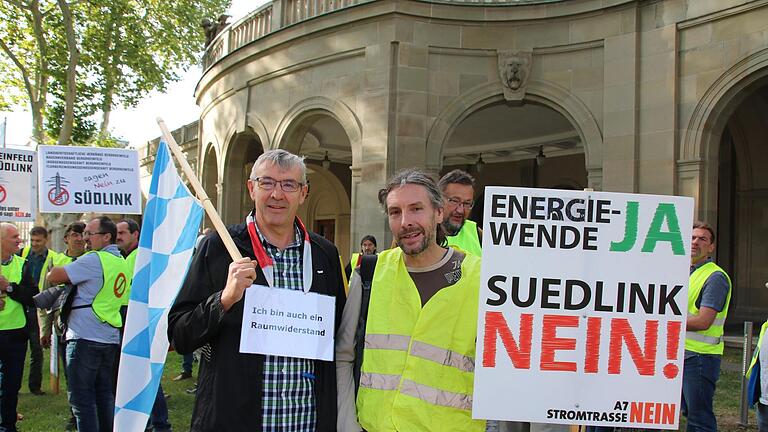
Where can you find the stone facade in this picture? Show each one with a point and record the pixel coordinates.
(620, 95)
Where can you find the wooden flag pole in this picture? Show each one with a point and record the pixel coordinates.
(210, 210)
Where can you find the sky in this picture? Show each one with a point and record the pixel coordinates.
(137, 125)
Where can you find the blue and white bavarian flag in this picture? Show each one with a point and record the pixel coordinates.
(171, 220)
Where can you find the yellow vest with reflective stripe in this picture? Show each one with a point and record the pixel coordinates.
(106, 304)
(466, 239)
(50, 260)
(12, 317)
(418, 366)
(709, 341)
(130, 260)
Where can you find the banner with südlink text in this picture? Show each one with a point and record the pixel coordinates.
(18, 185)
(89, 179)
(583, 301)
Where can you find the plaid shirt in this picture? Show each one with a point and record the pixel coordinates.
(288, 402)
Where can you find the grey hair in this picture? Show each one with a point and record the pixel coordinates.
(416, 177)
(282, 159)
(456, 176)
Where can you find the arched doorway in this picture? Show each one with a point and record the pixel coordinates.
(319, 136)
(243, 150)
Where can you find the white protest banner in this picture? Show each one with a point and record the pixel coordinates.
(18, 185)
(287, 323)
(583, 301)
(89, 179)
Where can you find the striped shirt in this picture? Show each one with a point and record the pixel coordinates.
(288, 401)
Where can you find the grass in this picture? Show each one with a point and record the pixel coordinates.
(50, 412)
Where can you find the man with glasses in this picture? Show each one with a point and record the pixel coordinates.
(39, 258)
(16, 291)
(92, 316)
(249, 392)
(458, 188)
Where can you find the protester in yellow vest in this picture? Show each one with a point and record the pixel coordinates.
(39, 259)
(458, 189)
(417, 369)
(128, 243)
(73, 239)
(757, 376)
(709, 294)
(93, 337)
(16, 291)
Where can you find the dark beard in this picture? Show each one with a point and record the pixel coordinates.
(451, 229)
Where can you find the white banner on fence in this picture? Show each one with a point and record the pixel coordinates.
(18, 185)
(583, 301)
(89, 179)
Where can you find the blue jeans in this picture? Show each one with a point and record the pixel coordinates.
(158, 418)
(700, 374)
(762, 417)
(13, 350)
(90, 376)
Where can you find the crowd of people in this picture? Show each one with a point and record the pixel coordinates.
(398, 365)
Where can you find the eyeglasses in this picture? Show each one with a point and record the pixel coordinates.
(268, 183)
(88, 234)
(458, 203)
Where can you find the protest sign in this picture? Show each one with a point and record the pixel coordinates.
(289, 323)
(583, 301)
(18, 185)
(89, 179)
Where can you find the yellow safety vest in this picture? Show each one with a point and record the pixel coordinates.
(130, 260)
(466, 239)
(709, 341)
(353, 260)
(418, 369)
(106, 304)
(12, 317)
(50, 260)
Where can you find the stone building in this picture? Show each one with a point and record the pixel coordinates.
(649, 96)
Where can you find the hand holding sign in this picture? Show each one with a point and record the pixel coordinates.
(242, 273)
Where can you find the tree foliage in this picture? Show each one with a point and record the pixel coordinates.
(72, 62)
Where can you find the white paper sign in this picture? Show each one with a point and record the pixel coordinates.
(289, 323)
(583, 301)
(18, 185)
(89, 179)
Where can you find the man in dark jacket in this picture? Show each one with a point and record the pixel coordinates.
(254, 392)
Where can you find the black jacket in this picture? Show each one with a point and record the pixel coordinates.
(229, 388)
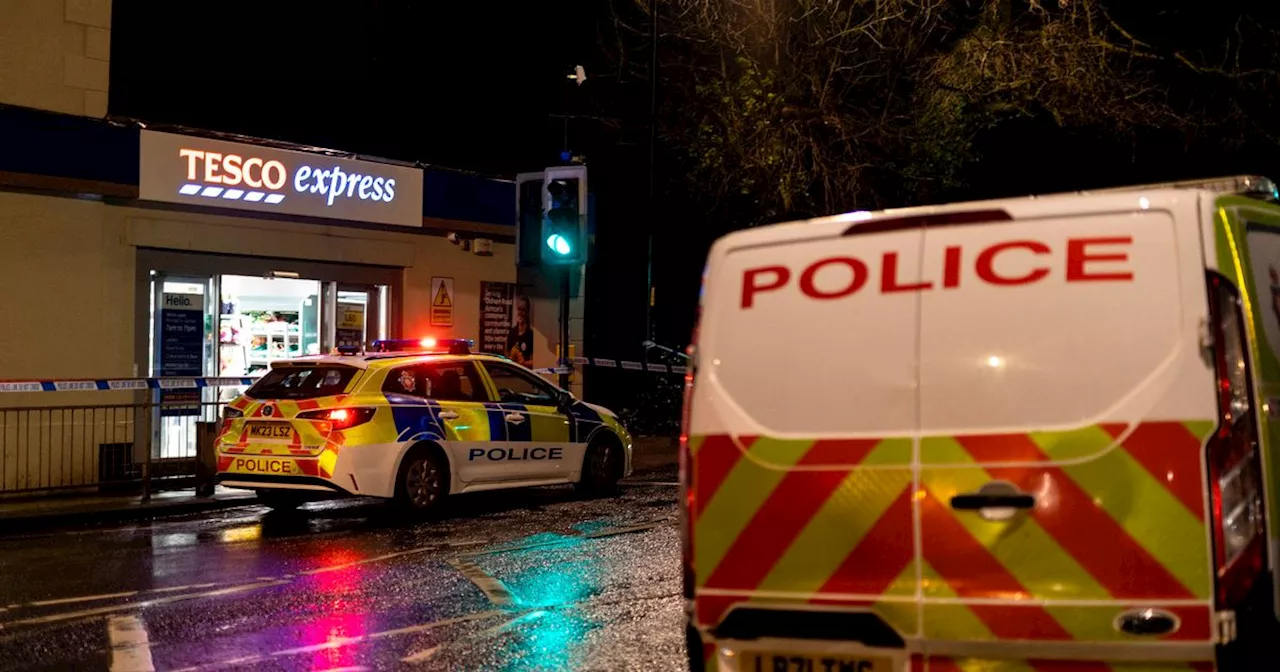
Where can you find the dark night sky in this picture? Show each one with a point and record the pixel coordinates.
(398, 78)
(474, 85)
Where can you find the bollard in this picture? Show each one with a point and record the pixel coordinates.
(206, 458)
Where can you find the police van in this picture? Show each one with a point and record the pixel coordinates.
(1018, 434)
(414, 421)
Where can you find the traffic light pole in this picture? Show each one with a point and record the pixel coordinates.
(565, 292)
● ● ● ●
* WORK TO COMPLETE: The reply should repeat the data in full, exactly as given, and contain no pictures.

* SOLUTION TO THE PROBLEM:
Where can you find the stone facade in this picture? Show each one with a point and record the pixel coordinates.
(620, 95)
Where can you find the wooden flag pole in this picture? Show each one with a point and record the pixel coordinates.
(210, 210)
Where can you find the sky in this picture? Show each one with a point and record the pixel coordinates.
(137, 125)
Where can you find the blue and white bavarian flag in this picture? Show each one with a point and record the pixel coordinates.
(171, 220)
Where can you find the yellow vest with reflective stripe in this picture? Show each one with a point and record the pixel coordinates.
(106, 304)
(466, 239)
(50, 260)
(12, 317)
(418, 366)
(709, 341)
(130, 260)
Where can you find the banner with südlink text in this picture? Show each one with a point and record the pixel coordinates.
(18, 185)
(89, 179)
(583, 301)
Where can you find the plaid shirt in this picture? Show each one with a point and record the pixel coordinates.
(288, 402)
Where can you find the grey hair in this picture? Show each one with a point and record the pixel coordinates.
(416, 177)
(282, 159)
(456, 176)
Where can you find the arched doorway in this picture? Show each one with a point and record the pixel coordinates.
(319, 136)
(243, 150)
Where can you find the white protest banner in this picture? Show each one with a point and record the pixel coordinates.
(18, 185)
(287, 323)
(583, 301)
(89, 179)
Where can you find the striped shirt in this picture? Show each one with a point and record the pixel coordinates.
(288, 401)
Where can you find the grass in this picture? Show each one with a point and record the pixel coordinates.
(50, 412)
Where can you find the man with glasses in this picture? Show each one with a point and record the pixel coordinates.
(39, 258)
(16, 291)
(92, 316)
(249, 392)
(458, 188)
Where can you find the protester in yellow vest in this picture? Show each one with a point and record the pixel coordinates.
(39, 259)
(458, 189)
(417, 369)
(128, 243)
(73, 239)
(757, 376)
(709, 294)
(93, 337)
(16, 291)
Where can you find the dark beard in this picture? Show each one with a point and record the pixel coordinates.
(451, 229)
Where can you find the white banner on fence in this picture? Show each one with a point and record the pixel coordinates.
(18, 185)
(583, 301)
(89, 179)
Where can you find the blue jeans in this picture? Show each one with a point and record the pixel coordinates.
(158, 418)
(700, 374)
(762, 417)
(13, 350)
(90, 376)
Where can you find the crowd of people in this picture? Show each one with a point and record the pixel coordinates.
(398, 365)
Where can you find the eyeglasses in this picture? Show each one with a point and record the pixel coordinates.
(268, 183)
(88, 234)
(458, 203)
Where can you find the protest sign in this picture? Show each one with a point and record the pixel coordinates.
(289, 323)
(583, 301)
(18, 185)
(89, 179)
Where can you find the yellow safety vest in this picture? Show each one with a point and record the pixel coordinates.
(130, 260)
(466, 239)
(709, 341)
(353, 260)
(418, 369)
(106, 304)
(12, 317)
(50, 260)
Where can you find the stone building in this picture? Show each one with a point and record the pixel coordinates.
(649, 96)
Where can you find the hand holding sign in this picture? Show each one with a point and record the pixel coordinates.
(242, 273)
Where can you find the tree foliage in this picture? Show each one with a point and record the pixel coordinates.
(72, 62)
Where can you find the white paper sign in this picture? Show each one with a point and record the pixel coordinates.
(289, 323)
(583, 301)
(18, 185)
(89, 179)
Where can you find the man in dark jacket in this picture? Show each one with a point and record the pixel coordinates.
(254, 392)
Where can you find the black jacket in this picture? Show each one with a point and record the pixel coordinates.
(229, 388)
Where can you find the dark night sky in this picture? Show each one with a point and record the pixel coordinates.
(398, 78)
(474, 85)
Where can you find the bollard in this picture? Show each one with a point and record the pixel coordinates.
(206, 458)
Where can you find the police van in this picture? Show each one with a point and record the pixel coordinates.
(1018, 434)
(414, 421)
Where can you find the traffic light pole in this picture? Show each one with a point and record the pixel coordinates.
(565, 292)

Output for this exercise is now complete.